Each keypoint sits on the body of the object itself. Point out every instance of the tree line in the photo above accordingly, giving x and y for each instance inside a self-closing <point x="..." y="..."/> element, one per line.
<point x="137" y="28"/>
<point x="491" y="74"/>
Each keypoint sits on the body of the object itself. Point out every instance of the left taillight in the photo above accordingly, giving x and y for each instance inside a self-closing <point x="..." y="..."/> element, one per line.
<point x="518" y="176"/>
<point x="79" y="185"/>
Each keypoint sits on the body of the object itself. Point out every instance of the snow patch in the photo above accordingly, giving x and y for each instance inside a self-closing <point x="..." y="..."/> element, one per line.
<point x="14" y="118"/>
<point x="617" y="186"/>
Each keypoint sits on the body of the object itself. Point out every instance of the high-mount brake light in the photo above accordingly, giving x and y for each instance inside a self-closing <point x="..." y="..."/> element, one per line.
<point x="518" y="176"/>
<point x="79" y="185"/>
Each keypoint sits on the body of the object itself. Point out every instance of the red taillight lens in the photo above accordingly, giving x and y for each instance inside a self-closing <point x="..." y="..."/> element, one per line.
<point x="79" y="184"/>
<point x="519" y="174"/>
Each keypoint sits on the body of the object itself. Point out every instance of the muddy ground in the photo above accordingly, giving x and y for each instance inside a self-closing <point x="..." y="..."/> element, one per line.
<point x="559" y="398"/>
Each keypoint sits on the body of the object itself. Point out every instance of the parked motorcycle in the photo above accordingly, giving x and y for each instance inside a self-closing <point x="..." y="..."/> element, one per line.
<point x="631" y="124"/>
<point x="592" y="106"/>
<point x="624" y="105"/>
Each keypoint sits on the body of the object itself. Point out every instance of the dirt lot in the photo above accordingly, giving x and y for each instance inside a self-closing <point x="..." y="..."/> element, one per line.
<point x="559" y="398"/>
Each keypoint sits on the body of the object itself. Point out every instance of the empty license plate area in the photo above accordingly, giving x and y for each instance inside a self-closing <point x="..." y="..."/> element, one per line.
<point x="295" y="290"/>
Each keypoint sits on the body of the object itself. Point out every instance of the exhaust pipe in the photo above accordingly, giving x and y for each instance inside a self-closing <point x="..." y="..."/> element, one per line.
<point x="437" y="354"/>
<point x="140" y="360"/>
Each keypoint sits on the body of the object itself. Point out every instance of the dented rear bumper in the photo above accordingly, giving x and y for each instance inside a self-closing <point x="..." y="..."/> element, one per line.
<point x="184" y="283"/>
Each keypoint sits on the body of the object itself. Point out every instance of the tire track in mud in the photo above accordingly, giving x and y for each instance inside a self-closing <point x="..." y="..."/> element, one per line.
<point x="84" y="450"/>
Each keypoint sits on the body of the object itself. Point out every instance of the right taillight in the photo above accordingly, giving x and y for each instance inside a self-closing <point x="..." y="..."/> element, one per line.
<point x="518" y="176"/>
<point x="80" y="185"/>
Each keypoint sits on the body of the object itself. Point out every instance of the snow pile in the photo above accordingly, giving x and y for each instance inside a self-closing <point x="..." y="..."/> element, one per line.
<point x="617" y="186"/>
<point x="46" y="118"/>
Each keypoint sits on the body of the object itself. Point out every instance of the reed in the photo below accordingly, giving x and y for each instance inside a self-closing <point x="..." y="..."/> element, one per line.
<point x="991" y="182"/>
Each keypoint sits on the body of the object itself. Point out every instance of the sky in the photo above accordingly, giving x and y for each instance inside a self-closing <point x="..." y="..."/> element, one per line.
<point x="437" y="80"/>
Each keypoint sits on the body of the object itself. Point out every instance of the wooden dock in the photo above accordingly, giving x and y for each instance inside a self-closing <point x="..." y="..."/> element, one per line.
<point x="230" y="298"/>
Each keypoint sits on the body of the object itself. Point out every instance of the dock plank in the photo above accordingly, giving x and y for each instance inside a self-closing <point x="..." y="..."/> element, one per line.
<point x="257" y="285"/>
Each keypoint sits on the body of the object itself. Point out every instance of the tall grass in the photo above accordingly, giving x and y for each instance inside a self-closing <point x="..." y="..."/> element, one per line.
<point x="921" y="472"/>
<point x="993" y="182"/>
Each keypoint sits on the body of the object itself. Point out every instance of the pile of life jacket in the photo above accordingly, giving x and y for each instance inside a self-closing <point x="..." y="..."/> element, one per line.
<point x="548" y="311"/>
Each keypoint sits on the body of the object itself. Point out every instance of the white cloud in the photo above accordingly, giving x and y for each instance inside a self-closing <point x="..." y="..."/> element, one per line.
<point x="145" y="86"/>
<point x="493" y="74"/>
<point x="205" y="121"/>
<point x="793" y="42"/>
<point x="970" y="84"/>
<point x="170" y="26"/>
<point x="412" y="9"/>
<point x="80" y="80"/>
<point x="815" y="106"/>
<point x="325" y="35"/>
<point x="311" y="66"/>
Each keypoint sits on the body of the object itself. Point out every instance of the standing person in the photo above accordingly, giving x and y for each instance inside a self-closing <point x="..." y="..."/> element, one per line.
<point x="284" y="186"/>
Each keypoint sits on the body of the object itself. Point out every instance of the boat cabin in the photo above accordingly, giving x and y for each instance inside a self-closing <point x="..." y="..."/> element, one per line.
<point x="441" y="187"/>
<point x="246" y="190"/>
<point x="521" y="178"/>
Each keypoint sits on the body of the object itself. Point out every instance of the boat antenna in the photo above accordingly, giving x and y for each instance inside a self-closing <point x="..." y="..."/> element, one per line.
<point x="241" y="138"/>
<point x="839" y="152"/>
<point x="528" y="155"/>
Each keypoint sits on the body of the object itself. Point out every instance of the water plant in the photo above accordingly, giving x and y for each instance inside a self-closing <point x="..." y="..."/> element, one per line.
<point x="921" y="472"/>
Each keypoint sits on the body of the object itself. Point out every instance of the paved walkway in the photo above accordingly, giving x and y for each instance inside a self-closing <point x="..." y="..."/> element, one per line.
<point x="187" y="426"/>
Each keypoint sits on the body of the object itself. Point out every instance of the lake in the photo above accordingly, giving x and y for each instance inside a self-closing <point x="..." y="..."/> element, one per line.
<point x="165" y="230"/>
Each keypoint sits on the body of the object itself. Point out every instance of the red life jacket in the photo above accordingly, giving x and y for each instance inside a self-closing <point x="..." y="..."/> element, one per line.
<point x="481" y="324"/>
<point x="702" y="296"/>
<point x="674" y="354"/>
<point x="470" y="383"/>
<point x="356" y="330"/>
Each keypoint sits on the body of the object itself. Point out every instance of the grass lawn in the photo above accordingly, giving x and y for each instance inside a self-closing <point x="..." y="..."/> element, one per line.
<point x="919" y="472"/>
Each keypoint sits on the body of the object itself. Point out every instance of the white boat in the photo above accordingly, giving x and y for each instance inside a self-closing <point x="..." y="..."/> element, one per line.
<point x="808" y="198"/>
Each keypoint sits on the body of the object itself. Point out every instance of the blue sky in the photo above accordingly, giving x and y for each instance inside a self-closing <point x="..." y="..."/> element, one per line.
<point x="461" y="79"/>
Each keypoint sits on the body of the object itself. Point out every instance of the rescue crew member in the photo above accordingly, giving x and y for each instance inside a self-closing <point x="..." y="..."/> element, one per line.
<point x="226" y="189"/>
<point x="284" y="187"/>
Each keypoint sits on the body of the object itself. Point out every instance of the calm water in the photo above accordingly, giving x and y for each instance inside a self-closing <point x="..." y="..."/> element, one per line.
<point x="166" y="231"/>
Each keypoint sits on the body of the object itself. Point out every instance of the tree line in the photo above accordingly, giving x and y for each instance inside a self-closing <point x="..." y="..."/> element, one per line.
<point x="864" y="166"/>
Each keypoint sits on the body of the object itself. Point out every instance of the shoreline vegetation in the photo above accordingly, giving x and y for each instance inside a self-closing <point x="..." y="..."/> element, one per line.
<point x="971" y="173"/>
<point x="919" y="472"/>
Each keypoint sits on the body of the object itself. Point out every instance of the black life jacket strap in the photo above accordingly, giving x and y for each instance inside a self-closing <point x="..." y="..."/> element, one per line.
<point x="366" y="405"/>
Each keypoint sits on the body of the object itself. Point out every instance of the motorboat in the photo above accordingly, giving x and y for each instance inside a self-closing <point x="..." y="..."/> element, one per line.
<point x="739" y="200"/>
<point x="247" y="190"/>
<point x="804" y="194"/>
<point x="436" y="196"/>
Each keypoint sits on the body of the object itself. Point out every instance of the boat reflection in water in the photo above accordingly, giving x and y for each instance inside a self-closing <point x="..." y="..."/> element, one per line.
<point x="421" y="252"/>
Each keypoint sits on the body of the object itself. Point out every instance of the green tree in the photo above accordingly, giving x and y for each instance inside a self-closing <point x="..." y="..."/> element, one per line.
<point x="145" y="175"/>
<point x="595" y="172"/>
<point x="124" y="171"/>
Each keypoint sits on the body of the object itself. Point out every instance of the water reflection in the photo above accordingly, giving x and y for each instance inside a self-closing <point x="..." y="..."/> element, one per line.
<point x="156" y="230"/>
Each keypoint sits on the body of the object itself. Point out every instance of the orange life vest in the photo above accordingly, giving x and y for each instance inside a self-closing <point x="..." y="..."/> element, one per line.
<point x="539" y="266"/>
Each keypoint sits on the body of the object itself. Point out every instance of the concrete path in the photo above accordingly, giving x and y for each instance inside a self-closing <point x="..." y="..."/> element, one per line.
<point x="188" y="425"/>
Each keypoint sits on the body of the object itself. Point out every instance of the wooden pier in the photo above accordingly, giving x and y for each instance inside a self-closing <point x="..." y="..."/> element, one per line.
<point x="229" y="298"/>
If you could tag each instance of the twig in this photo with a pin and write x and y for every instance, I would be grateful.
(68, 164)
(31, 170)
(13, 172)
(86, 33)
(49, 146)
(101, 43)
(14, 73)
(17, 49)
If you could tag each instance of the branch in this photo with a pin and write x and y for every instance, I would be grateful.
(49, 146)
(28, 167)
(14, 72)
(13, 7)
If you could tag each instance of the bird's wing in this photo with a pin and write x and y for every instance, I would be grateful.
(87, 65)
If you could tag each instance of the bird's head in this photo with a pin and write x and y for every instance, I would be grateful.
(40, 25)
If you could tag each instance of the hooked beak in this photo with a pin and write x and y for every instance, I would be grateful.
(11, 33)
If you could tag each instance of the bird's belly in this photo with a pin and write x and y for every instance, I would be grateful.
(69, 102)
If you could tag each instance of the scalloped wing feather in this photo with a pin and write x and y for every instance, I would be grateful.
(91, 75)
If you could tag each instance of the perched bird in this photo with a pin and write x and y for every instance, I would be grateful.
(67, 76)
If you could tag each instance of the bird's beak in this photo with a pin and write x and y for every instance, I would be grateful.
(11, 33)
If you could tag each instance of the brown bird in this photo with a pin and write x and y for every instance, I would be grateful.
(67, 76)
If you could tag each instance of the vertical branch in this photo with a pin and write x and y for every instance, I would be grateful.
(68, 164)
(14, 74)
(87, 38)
☆ ☆ ☆ ☆ ☆
▶ Aim of the task: Exactly the lines from the one containing "If you could tag each instance of the hooked" through the end of the listing should be reproduced, both ends included and nothing more.

▶ Exercise answer:
If you could tag each instance of the hooked beak in this photo with a pin and write x and y for every instance, I would be grateful.
(11, 33)
If you could tag each instance of the bird's belly in this photo with a pin and write x and y for every instance, I would be grateful.
(69, 102)
If you could tag each instance of the scalloped wing feather in this photo with a pin and write x and y for every instance, I would be grateful.
(91, 75)
If you could tag each instance of the perched bird in this photo with a pin and write x and y for every instance, I would be grateful.
(67, 76)
If you could tag each instance of the bird's beak in this photo with a pin and write x and y for every instance, I would be grateful.
(11, 33)
If you could tag each instance of the brown bird in this photo with a pin and write x and y for every instance, I would be grateful.
(67, 76)
If you could tag each instance of the vertical branch in this photo with a pin and write x and y for every instance, I would be grateful.
(68, 164)
(14, 74)
(87, 38)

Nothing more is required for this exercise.